Each line of the data that includes "black" must be copied.

[RECORD EXCERPTS — start]

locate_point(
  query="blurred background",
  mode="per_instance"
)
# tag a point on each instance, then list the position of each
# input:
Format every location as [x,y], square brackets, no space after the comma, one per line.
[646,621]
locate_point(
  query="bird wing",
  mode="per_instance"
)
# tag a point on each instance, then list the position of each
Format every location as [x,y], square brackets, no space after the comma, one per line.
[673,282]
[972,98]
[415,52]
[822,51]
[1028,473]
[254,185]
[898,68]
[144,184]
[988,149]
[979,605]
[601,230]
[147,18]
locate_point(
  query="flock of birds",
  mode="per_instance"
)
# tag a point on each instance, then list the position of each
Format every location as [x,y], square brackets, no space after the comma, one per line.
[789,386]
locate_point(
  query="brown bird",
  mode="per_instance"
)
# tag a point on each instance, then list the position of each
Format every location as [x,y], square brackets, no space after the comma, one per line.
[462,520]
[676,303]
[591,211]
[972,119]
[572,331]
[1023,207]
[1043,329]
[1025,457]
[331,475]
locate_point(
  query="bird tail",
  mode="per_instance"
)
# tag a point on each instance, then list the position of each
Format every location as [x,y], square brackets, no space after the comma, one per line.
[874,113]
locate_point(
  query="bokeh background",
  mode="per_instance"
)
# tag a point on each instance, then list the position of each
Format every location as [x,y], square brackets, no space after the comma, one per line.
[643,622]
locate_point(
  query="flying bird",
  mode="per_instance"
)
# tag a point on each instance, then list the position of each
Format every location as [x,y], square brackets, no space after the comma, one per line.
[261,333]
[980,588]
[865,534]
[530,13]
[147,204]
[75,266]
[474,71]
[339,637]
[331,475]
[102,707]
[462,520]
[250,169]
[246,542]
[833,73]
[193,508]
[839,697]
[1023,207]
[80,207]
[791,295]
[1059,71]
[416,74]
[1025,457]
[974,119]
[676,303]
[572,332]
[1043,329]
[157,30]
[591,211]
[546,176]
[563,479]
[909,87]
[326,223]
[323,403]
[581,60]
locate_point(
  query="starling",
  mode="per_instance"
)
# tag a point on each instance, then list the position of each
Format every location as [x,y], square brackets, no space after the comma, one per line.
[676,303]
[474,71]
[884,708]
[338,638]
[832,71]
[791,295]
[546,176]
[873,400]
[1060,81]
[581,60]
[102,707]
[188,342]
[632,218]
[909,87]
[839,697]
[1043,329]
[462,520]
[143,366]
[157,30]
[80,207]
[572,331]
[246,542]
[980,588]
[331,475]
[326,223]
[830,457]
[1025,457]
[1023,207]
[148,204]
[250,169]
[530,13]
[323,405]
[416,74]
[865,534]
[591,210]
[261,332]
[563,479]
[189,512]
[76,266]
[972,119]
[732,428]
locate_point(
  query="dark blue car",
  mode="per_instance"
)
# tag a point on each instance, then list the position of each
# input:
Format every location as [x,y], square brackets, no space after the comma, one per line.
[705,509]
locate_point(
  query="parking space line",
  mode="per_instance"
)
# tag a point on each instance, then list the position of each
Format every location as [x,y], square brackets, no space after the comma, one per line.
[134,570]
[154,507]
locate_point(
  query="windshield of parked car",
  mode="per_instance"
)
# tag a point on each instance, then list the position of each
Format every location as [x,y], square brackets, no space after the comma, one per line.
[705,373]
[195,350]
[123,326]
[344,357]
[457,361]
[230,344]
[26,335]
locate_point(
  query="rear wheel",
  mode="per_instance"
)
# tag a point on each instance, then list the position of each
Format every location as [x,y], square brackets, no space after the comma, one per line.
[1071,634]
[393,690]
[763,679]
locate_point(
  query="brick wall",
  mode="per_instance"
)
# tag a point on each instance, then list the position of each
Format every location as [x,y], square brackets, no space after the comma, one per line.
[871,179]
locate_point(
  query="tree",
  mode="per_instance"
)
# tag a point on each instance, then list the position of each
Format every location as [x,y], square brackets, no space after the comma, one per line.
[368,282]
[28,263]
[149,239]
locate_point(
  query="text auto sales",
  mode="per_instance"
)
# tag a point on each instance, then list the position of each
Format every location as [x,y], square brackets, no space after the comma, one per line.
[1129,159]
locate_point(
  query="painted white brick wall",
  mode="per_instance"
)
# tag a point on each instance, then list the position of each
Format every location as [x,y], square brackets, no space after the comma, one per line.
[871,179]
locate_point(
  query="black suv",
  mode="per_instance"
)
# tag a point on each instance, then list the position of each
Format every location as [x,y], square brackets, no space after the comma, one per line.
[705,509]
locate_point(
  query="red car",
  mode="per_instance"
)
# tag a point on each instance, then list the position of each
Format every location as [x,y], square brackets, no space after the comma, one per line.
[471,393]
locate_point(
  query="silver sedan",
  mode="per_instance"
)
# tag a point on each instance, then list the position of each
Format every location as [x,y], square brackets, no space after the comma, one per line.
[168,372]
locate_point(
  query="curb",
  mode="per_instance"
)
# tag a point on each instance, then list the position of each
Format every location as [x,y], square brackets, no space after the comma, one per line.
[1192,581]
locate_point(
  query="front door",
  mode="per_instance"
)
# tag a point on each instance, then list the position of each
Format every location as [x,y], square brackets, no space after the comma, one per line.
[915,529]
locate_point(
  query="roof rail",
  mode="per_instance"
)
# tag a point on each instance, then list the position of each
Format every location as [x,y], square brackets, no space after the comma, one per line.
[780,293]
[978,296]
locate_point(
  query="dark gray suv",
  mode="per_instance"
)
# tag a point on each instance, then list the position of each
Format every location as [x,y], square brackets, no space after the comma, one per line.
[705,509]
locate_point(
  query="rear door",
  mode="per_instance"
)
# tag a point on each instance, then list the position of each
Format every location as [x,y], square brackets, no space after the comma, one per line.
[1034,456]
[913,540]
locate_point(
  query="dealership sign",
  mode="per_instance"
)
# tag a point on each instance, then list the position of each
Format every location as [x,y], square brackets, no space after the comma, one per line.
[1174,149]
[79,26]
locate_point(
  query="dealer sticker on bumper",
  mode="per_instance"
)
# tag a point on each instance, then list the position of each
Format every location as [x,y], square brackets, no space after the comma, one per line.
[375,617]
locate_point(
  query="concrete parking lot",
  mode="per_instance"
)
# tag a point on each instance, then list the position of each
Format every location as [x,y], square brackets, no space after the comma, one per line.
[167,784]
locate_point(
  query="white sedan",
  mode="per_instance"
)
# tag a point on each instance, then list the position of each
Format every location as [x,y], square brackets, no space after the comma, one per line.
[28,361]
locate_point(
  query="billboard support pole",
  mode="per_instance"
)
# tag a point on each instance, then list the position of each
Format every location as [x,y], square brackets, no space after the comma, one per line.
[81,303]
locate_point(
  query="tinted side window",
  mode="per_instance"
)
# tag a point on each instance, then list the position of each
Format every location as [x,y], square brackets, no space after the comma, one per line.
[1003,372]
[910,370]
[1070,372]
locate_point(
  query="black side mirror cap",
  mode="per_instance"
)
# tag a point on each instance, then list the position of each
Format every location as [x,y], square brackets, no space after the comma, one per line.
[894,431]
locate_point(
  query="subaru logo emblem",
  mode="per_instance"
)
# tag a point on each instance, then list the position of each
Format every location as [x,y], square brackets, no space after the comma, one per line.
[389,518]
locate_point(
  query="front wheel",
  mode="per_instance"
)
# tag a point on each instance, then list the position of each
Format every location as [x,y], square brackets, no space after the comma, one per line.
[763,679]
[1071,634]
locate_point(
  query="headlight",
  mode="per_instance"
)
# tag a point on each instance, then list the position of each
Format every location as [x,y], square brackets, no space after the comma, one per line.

[RECORD EXCERPTS — finish]

OUTPUT OF THE TASK
  query="black suv",
  query="black side mirror cap",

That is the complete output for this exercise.